GOAL OF THE EXERCISE >>
Filter the data for lines with the word "face" and copy those lines.

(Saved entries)
===
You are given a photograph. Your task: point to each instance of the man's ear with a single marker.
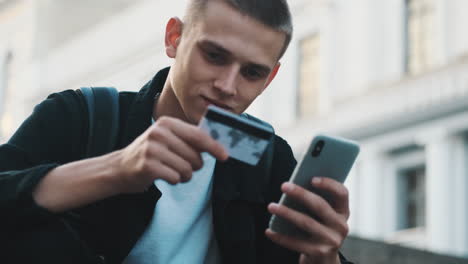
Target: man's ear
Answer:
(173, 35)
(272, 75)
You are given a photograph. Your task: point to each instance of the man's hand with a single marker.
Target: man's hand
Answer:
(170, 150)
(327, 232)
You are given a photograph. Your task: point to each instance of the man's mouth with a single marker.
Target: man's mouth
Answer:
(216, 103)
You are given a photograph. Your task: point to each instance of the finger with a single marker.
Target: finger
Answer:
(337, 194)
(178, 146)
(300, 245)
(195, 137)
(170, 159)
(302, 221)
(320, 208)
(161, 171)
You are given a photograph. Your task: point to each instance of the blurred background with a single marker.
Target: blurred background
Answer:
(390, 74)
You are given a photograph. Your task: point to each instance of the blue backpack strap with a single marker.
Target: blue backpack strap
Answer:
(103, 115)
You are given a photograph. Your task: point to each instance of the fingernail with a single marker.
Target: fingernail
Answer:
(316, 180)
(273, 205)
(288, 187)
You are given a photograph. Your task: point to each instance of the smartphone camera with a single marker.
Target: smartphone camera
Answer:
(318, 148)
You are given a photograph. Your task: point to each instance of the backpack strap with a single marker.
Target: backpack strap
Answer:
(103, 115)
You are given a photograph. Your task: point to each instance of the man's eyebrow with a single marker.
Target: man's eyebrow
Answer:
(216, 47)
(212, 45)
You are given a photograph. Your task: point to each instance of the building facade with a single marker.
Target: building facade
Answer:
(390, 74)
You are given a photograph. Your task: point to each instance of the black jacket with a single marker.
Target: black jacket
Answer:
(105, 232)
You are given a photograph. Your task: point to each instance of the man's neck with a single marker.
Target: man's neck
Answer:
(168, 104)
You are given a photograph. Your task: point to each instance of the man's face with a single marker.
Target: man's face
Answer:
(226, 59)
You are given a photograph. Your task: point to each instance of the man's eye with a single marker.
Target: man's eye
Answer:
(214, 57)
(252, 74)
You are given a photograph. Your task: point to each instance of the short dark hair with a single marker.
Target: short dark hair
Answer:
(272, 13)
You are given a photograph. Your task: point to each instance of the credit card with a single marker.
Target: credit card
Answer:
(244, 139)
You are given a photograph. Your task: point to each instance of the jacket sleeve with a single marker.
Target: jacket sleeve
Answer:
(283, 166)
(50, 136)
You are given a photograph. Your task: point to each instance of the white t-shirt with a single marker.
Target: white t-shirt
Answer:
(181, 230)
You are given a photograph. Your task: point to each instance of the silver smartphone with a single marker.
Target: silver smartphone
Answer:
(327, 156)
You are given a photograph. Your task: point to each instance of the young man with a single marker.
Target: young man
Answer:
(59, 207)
===
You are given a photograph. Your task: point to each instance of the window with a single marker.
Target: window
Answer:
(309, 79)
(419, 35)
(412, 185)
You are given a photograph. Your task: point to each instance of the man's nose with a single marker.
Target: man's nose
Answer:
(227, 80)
===
RESULT FOR THIS TASK >>
You are given a photograph. Your task: point to each instance of the man's face with a single marker.
Target: man's face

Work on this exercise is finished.